Фрагмент текста:
Есть логика? Нет логики.
Задумывались ли вы над тем, как часто современная критика ошибалась в оценке художественных явлений, которые потом становились в ряды общепризнанных образцов литературы, живописи или театра.
Оценки Толстого, Чехова, импрессионистов и т. д.
Всему виной, главным образом, отсутствие перспективы. С близкого расстояния порой не видны особенности вещи, которые в дальнейшем ее увековечат.
В Третьяковке выставка Дейнеки. Очень эффектная. Когда входишь в его зал, он всецело завладевает твоим вниманием. Голая женщина, сидящая в профиль, — только потом соображаешь, что в ней мало женственности и слишком много вызывающего. Но чудесна композиция «После душа». Тело парня — он на переднем плане — это Рубенс. Но тут же замечаешь — нет классической про работки мелочей — на чем сидит этот парень? На черном зеркале, на полированной доске?
«Сбитый ас», «Транспорт работает» — слишком, пожалуй, декоративно-плакатно.

Записи для определения местоположения:

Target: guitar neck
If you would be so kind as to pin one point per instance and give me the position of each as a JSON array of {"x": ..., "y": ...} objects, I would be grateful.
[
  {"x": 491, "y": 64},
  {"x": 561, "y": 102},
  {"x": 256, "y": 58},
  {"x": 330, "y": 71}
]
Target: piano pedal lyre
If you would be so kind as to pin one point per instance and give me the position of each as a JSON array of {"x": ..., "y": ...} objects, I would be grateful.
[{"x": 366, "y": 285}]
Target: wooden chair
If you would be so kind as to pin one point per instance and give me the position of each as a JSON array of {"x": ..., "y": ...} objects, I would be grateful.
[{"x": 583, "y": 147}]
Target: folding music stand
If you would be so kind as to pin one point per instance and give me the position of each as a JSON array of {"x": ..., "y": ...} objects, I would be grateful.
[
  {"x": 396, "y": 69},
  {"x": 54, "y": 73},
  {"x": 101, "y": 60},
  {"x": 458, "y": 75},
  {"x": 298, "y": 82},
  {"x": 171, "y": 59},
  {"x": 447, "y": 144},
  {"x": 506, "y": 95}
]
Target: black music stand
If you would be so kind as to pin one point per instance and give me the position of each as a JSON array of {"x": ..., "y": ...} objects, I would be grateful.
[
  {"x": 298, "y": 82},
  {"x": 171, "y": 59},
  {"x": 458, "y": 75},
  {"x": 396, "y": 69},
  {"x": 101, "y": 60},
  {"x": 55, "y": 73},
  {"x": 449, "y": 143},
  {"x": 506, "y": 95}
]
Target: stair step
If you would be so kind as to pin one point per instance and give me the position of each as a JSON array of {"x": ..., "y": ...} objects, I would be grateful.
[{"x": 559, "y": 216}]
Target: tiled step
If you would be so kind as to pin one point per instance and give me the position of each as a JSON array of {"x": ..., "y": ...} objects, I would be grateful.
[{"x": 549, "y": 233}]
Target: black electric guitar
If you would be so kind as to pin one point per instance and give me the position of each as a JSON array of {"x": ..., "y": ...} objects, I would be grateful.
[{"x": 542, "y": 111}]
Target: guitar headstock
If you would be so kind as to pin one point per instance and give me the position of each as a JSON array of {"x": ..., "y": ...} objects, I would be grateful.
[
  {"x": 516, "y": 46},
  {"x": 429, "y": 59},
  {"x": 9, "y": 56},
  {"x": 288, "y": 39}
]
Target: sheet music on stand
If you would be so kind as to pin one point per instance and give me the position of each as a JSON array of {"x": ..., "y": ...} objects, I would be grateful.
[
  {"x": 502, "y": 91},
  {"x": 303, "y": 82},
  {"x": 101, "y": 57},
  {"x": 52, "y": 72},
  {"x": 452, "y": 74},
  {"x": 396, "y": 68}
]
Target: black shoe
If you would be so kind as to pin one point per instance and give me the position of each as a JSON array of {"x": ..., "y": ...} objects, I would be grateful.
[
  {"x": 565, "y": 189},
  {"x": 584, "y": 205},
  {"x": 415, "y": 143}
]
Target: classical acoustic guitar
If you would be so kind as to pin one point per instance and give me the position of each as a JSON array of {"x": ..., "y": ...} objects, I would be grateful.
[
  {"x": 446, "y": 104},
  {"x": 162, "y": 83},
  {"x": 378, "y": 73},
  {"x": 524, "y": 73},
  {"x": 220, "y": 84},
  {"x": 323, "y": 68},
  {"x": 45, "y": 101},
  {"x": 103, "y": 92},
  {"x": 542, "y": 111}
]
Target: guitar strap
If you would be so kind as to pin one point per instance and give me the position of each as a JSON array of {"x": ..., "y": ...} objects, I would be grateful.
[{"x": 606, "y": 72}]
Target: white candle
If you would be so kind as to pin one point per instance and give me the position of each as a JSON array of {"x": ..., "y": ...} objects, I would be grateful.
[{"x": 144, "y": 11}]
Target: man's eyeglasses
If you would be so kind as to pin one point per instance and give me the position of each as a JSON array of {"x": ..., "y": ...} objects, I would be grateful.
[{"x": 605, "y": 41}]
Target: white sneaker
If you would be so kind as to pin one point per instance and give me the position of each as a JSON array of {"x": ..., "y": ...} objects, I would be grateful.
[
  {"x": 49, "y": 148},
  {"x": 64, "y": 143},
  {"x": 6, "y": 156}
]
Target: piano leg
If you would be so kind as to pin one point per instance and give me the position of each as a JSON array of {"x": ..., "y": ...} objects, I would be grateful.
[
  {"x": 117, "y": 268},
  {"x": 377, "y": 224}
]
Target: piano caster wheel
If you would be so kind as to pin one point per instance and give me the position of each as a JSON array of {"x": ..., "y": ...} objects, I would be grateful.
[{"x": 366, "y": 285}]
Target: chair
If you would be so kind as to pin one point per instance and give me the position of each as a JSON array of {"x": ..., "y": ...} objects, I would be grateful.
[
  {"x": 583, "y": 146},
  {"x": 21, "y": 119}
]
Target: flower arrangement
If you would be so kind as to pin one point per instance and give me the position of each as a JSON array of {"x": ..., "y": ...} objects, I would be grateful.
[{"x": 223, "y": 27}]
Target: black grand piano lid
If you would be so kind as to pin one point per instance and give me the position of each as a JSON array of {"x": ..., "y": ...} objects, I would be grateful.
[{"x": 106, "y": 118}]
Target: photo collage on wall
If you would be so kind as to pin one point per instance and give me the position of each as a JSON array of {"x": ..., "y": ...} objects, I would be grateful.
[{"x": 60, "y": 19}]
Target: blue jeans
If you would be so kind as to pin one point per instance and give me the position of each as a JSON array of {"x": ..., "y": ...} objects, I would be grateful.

Письменное задание A: Отредактируйте фрагмент текста о критике и выставке Дейнеки. Перепишите его от слов «Есть логика? Нет» до слов «на полированной доске?» включительно, поставив «дистанции» вместо «перспективы».
Письменное задание B:
Ответьте на вопросы по тексту о критике и выставке Дейнеки.
(i) Чьи оценки приведены как примеры ошибок критики?
(ii) Что названо главной причиной таких ошибок?
(iii) Где проходит выставка Дейнеки?

Результат задания A:
Есть логика? Нет логики.
Задумывались ли вы над тем, как часто современная критика ошибалась в оценке художественных явлений, которые потом становились в ряды общепризнанных образцов литературы, живописи или театра.
Оценки Толстого, Чехова, импрессионистов и т. д.
Всему виной, главным образом, отсутствие дистанции. С близкого расстояния порой не видны особенности вещи, которые в дальнейшем ее увековечат.
В Третьяковке выставка Дейнеки. Очень эффектная. Когда входишь в его зал, он всецело завладевает твоим вниманием. Голая женщина, сидящая в профиль, — только потом соображаешь, что в ней мало женственности и слишком много вызывающего. Но чудесна композиция «После душа». Тело парня — он на переднем плане — это Рубенс. Но тут же замечаешь — нет классической про работки мелочей — на чем сидит этот парень? На черном зеркале, на полированной доске?

Результат задания B:
(i) Толстого, Чехова, импрессионистов.
(ii) Отсутствие перспективы.
(iii) В Третьяковке.